**WORK REQUIRED**:
Replace every "reply" in the data below with "response" and return the data with nothing else altered.
◇ ◇ ◇ ◇
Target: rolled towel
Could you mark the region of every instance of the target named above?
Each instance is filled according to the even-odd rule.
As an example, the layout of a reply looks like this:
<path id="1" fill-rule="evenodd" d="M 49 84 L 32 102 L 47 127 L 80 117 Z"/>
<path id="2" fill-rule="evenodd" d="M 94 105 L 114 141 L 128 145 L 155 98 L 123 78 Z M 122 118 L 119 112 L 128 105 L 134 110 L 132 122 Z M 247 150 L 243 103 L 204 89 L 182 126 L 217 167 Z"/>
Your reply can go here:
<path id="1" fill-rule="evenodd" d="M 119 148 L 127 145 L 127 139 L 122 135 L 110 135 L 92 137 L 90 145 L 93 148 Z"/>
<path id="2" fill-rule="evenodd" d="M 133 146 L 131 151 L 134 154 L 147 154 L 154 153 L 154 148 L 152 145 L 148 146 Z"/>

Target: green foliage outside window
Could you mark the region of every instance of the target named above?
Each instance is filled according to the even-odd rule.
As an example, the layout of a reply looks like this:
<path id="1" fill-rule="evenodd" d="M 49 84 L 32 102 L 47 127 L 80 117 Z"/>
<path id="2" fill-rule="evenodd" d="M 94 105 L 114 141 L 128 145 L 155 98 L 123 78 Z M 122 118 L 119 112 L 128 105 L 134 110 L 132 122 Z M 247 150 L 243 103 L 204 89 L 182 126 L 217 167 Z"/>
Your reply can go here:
◇ ◇ ◇ ◇
**ANSWER TO THIS TASK**:
Target: rolled towel
Could you mark the region of every instance of the target named above?
Each instance is filled according to the even-odd rule.
As an example, the layout of a response looks like this:
<path id="1" fill-rule="evenodd" d="M 49 84 L 32 102 L 47 127 L 80 117 Z"/>
<path id="2" fill-rule="evenodd" d="M 94 105 L 114 141 L 128 145 L 155 98 L 123 78 Z M 122 118 L 119 112 L 128 105 L 134 110 L 132 122 Z M 247 150 L 243 103 L 204 89 L 182 126 L 217 167 Z"/>
Your response can go here:
<path id="1" fill-rule="evenodd" d="M 119 148 L 127 145 L 127 139 L 122 135 L 110 135 L 92 137 L 90 145 L 93 148 Z"/>
<path id="2" fill-rule="evenodd" d="M 133 146 L 131 151 L 134 154 L 147 154 L 154 153 L 154 148 L 152 145 L 148 146 Z"/>

Target: green foliage outside window
Could you mark the region of every instance of the target named above?
Each instance is filled according to the even-odd rule.
As an example, the layout of a response looks like this:
<path id="1" fill-rule="evenodd" d="M 49 84 L 32 102 L 47 127 L 80 117 Z"/>
<path id="2" fill-rule="evenodd" d="M 94 105 L 114 141 L 128 145 L 155 98 L 123 78 Z M 122 118 L 119 112 L 128 105 L 134 110 L 132 122 Z M 247 150 L 243 103 L 204 89 L 182 126 L 217 167 Z"/>
Your response can go here:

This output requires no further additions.